## Set exercise
Output the entries word for word. Omit images.

Image point annotation entries:
═══
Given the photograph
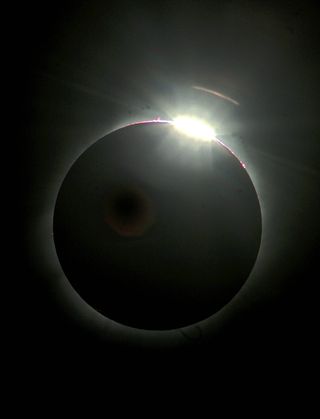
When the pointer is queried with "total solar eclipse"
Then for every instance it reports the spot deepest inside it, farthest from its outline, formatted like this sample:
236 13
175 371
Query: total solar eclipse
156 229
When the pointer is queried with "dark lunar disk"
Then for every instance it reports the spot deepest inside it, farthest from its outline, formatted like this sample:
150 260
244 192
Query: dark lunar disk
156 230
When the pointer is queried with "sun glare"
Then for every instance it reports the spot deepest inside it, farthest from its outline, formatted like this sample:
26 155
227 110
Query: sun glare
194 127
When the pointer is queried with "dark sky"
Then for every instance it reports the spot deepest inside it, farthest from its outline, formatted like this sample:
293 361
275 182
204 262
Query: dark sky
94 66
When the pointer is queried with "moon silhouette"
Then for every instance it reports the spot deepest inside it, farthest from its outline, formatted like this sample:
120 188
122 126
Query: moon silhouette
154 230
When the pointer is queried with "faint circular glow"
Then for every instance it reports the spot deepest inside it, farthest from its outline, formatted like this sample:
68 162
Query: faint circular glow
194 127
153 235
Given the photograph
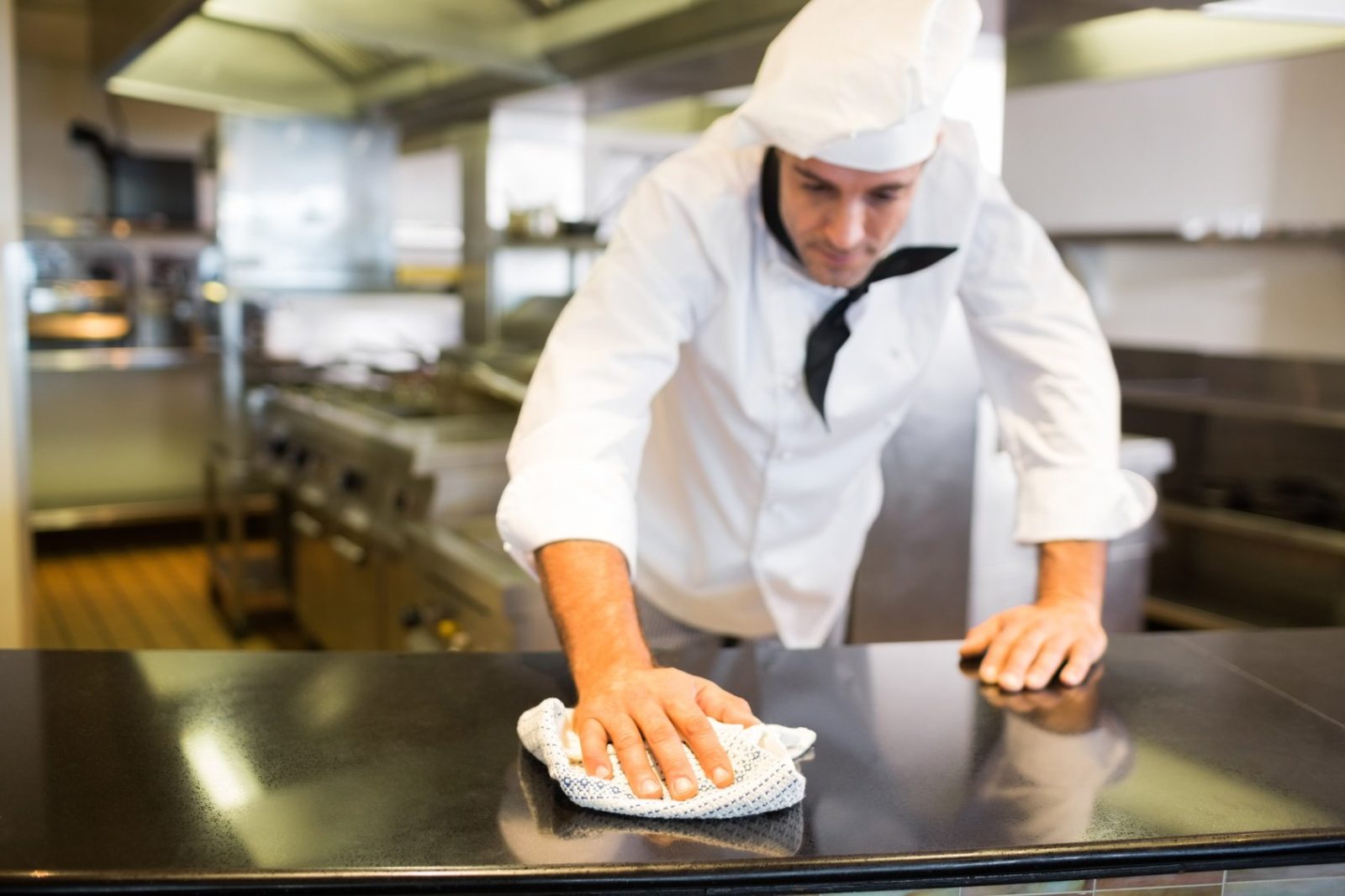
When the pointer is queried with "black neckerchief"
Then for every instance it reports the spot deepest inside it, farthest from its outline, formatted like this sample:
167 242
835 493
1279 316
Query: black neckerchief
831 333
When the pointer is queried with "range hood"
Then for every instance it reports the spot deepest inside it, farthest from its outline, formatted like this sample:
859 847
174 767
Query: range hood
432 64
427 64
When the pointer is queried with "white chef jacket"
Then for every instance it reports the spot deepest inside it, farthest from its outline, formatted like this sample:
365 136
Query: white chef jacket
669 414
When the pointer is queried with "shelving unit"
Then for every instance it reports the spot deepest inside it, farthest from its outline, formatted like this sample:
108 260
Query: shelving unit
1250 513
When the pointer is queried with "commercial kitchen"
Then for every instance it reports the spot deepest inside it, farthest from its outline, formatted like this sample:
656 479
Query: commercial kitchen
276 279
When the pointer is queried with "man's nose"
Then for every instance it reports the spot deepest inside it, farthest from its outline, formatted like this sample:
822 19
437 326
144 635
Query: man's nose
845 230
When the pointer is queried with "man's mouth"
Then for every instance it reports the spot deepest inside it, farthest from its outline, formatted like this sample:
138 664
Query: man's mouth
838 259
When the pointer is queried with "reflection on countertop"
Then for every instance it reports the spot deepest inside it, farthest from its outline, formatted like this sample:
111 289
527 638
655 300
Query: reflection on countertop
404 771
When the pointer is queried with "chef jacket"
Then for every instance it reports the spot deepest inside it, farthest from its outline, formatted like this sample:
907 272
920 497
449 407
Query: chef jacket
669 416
═══
## Full solution
Given the photograph
When the pointer is queried with "total solar eclipse"
Then for every instance it reports the spot deepest inside it, farthest from its outline, formatted like this sample:
236 13
175 371
Query: total solar eclipse
156 229
When the pointer is queried with "dark lunar disk"
Then for every instance it reports the spot deepest inside it, farthest from its outline, formatted like this sample:
150 260
244 192
Query: dark lunar disk
156 230
When the pointer is queried with "sun glare"
Then for every instance it reports the spot deepest inside it, farthest from its outline, formatted like this sample:
26 155
227 110
Query: sun glare
194 127
When the pointer is queried with "dark sky"
Then for every instance it reports the spot deepest inside it, farthest from its outline, formatted like this sample:
293 361
275 182
204 262
Query: dark sky
94 66
When the pointer is queried with "moon silhouette"
Then for every instance it reports the spot deepest inside it, farthest from its outline, formatted like this sample:
120 188
122 126
Query: moon silhouette
154 230
When the pointer is queried with "faint circular glow"
Then for every instance it reports the spot deepest inside it, farthest from its outline, formatted like this sample:
68 162
Query: faint circular glow
194 127
153 235
Given the photograph
When the pointer is queried with "black neckerchief"
Then for every instance it reports the spot deepest inside it, farthest from its outline, formatted like this sample:
167 242
835 493
1279 316
Query: black neckerchief
831 333
When the pointer is queried with "range hood"
Then for every instance it reports the spot deepest inside it, farthest from its outline, formatted like this sample:
859 847
174 767
Query: range hood
432 64
427 64
When the pointer is queried with "white chef jacket"
Then for every instance it reports the spot deepest inside it, farthest from its outline, formatted like this sample:
365 136
Query: white chef jacket
669 414
When the pointer is queried with "shelving unit"
Then for every instance it reports the spot deepest inside it, farthest from its outline, formatted like this sample:
108 260
Query: shelving unit
1250 513
When the pointer is queried with "commercial kitchen"
Then for every instance it reports the spot deepest inside it, farthest from its outline, formatted like this sample:
656 479
Query: commercial kitchen
276 279
When the pointer is queried with "man's nose"
Then for every instance it reports the spot deepest inside it, farthest from its outline, formatted like this sample:
822 19
437 326
144 635
Query: man's nose
845 230
When the pointer is queried with "man's mouth"
Then for every instance it reports the spot deepest inside it, farthest from its outline, formatted like this sample:
138 664
Query: man's mouth
838 259
When the pointer is queried with "reflection on countertop"
Then for every instance it reports the spot deepest inside it, farthest from its outline, formatted like this sample:
111 289
527 638
655 300
Query: reflection on countertop
404 771
When the pointer is queried with "chef jacket"
Then for every instance it reports the spot deepest inside it, farthest from its outline, formatted like this sample:
907 272
920 497
449 407
Query: chef jacket
669 416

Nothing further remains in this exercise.